Task to complete: Could you copy every record exactly as it appears?

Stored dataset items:
--------------------------------
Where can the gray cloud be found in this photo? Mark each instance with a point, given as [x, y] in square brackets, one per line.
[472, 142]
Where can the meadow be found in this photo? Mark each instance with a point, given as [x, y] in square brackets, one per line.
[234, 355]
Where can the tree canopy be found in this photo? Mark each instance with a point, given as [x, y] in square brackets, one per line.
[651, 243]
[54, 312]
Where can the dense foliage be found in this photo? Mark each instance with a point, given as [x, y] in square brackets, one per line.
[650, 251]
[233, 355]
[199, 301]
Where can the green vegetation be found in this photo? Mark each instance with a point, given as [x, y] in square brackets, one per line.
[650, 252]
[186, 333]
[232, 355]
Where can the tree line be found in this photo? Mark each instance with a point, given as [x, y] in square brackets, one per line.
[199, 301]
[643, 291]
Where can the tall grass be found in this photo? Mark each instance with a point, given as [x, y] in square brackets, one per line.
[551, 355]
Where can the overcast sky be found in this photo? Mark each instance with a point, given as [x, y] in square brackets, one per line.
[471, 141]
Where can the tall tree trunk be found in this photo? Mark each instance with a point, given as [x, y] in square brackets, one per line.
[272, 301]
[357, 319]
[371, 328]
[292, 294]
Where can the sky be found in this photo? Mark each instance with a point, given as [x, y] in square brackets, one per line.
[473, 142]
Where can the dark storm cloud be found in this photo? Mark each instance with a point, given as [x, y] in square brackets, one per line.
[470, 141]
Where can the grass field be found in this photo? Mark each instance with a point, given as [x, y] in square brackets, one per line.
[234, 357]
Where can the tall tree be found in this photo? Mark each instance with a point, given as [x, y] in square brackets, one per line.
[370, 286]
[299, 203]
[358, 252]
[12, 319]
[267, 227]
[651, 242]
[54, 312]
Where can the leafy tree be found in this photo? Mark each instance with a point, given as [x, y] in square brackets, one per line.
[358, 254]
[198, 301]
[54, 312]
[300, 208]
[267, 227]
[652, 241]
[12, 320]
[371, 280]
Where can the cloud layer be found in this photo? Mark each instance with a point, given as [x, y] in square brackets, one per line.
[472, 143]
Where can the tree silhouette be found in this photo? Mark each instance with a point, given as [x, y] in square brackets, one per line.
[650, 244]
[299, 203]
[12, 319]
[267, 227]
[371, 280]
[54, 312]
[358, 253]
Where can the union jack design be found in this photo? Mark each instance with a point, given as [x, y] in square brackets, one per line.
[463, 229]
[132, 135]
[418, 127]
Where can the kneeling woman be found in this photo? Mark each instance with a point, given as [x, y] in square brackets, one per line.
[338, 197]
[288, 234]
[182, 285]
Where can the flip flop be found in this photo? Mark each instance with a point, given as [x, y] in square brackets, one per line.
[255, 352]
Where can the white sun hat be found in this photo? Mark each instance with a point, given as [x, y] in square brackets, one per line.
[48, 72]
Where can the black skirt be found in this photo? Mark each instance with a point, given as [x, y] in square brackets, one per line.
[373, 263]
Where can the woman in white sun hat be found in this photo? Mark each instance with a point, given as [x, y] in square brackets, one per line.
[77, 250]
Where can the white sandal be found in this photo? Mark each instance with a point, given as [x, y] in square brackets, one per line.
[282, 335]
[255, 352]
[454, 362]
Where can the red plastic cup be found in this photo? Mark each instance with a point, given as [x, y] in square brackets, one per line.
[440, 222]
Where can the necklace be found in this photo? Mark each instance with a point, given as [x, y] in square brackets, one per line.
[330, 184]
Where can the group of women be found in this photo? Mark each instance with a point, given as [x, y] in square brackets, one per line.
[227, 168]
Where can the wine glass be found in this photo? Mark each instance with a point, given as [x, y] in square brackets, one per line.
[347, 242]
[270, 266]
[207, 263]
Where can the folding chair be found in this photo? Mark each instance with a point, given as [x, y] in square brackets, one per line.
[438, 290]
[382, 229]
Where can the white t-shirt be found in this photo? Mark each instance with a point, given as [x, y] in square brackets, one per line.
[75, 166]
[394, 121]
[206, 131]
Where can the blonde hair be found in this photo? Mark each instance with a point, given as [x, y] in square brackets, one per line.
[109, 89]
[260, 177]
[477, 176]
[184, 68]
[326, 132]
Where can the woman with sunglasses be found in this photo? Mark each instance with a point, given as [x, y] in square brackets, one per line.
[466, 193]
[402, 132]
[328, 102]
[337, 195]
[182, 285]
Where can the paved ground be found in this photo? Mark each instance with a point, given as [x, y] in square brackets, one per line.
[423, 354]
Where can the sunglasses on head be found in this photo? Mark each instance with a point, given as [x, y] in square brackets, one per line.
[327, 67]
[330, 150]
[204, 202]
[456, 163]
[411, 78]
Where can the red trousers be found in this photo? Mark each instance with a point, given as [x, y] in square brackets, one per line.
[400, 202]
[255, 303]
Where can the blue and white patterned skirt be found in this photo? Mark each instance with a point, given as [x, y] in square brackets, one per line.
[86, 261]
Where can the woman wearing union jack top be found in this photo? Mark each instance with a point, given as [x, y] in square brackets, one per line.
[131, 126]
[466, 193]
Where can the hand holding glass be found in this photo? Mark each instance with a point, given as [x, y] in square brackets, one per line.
--------------------------------
Solution:
Where can the gray cloud be found in this photo? Mark each instance with a point, given as [x, y] in square brackets, one per line.
[472, 142]
Where can the meadow be found in this photo? Mark each instance with a point, given as [x, y] in square brackets, one per line.
[234, 355]
Where can the tree canopy be found in this photo? Mark each instance with a point, given as [x, y] in square brackets, one per line.
[651, 243]
[54, 312]
Where can the dense foliage be found in this photo? Mark each instance with a point, given as [x, y] in square brackets, one per line.
[650, 251]
[233, 355]
[199, 301]
Where can the green vegetation be found in this photo? Mark each instance with a point, given as [x, y] in square brackets, one per line.
[650, 252]
[186, 333]
[232, 355]
Where can the tree line be found in this photo? Mark each instance with a point, given as [x, y] in square brackets, one per line.
[199, 301]
[643, 291]
Where can the tall grass be found in this photo? Mark each instance with a point, given as [x, y] in square brackets, one per line.
[551, 355]
Where can the overcast sky be found in this photo? Mark each instance with a point, given as [x, y] in square brackets, one per line.
[471, 141]
Where can the tall tree trunk be found in this photo? Mark each instance with a point, given as [x, y] in square brackets, one per line.
[272, 301]
[357, 319]
[371, 328]
[292, 294]
Where can the sky be found in this photo? Mark each instance with a point, given as [x, y] in square brackets, one per line.
[473, 142]
Where can the dark storm cloud be found in this photo? Mark each instance with a point, given as [x, y] in square brackets, one per line.
[470, 141]
Where can the grass field be found in this photo? Mark each instance with a point, given as [x, y] in square brackets, one per line.
[234, 357]
Where can the tall tree be found in this photo? Mark each instance with a point, given as [x, y] in square brackets, one per line.
[370, 286]
[299, 203]
[358, 252]
[12, 319]
[267, 227]
[651, 242]
[54, 312]
Where can the leafy tree be found in this photo? Mark each instance with a point, given as [x, y] in square brackets, one per line.
[358, 254]
[198, 301]
[54, 312]
[300, 208]
[267, 227]
[652, 241]
[12, 320]
[371, 280]
Where can the cloud layer be found in this photo? Mark each instance with a point, given as [x, y] in square brackets, one per line.
[472, 143]
Where can the tree silhouette be found in this photo? Mark each instance with a point, given as [x, y] in square brackets, one per line.
[650, 244]
[299, 203]
[12, 319]
[267, 227]
[371, 280]
[54, 312]
[358, 253]
Where can the union jack design be found in this photo? Mark each instance with a point, given as [x, y] in square brackets, one per line.
[463, 229]
[132, 135]
[418, 127]
Where can the kneeling woman be found in this photo? Mark each instance with a point, given as [x, y] in square brackets, one per line.
[338, 197]
[288, 234]
[182, 285]
Where can the flip flop be found in this photo? Mark each instance with a point, given as [x, y] in square brackets, one per line.
[255, 352]
Where can the white sun hat be found in this photo? Mark each instance with a point, given as [x, y] in square brackets, one per line.
[48, 72]
Where can the black skirt be found in this photo? Mark each instance with a point, given as [x, y] in square brackets, one per line.
[373, 263]
Where can the woman in white sun hat be found in this photo? Mark each instance with a point, given as [x, y] in square brackets, one per line.
[77, 250]
Where can the white sandal be found in this photo? Mark each instance with a point, given as [x, y] in square brackets, one per line.
[282, 335]
[255, 352]
[454, 362]
Where can the red plastic cup be found in this photo? Mark each instance with a point, given as [x, y] in square brackets, one per line.
[440, 222]
Where can the necklace be found in this photo? Mark each instance with a point, given as [x, y] in square brackets, one per line.
[330, 184]
Where can the group of women be found in this photo? Mark each instance with a point, given as [x, y] in square brackets, one per line.
[227, 168]
Where can the wine glass be found in this photo? Mark each instance with a point, given as [x, y] in square brackets, one per line.
[347, 242]
[270, 266]
[207, 263]
Where can the folding chair be found in this photo? Mark each instance with a point, given as [x, y] in square brackets, one per line.
[438, 290]
[382, 229]
Where can the white t-shirt be found in this photo? Mark each instance with a point, given as [x, y] in square brackets, one per line.
[75, 166]
[394, 121]
[206, 131]
Where can the blonde hair be found in this photo? Mark each instance with a point, given as [x, y] in square brackets, one per line.
[109, 89]
[260, 177]
[477, 176]
[184, 68]
[326, 132]
Where can the woman with sunglasses be found in this photo? Mark each instance with a point, given as [x, y] in square brackets, one per line.
[466, 193]
[402, 132]
[328, 102]
[337, 195]
[182, 285]
Where can the paved ground be found in this photo? Mark each instance with a point, given as [x, y] in square brackets, one per line.
[423, 354]
Where can the sunglasses on head be found in this photo? Mark each instance with a point, given as [x, y] in square brackets, one per line.
[327, 67]
[330, 150]
[204, 202]
[456, 163]
[411, 78]
Where can the red trousers be found in this photo? Mark each instance with a point, given as [x, y] in square brackets, one per line.
[400, 202]
[255, 303]
Where can the blue and white patterned skirt be found in this photo? Mark each instance with a point, given as [x, y] in square brackets, one per line.
[86, 261]
Where can the woman wearing union jack top be found in this photo? Mark each instance with a point, given as [x, y] in square brackets, one per line.
[131, 126]
[466, 193]
Where can the hand holding glass be found in this photo? Mark each instance with a point, given as [x, y] in square brackets, one per line.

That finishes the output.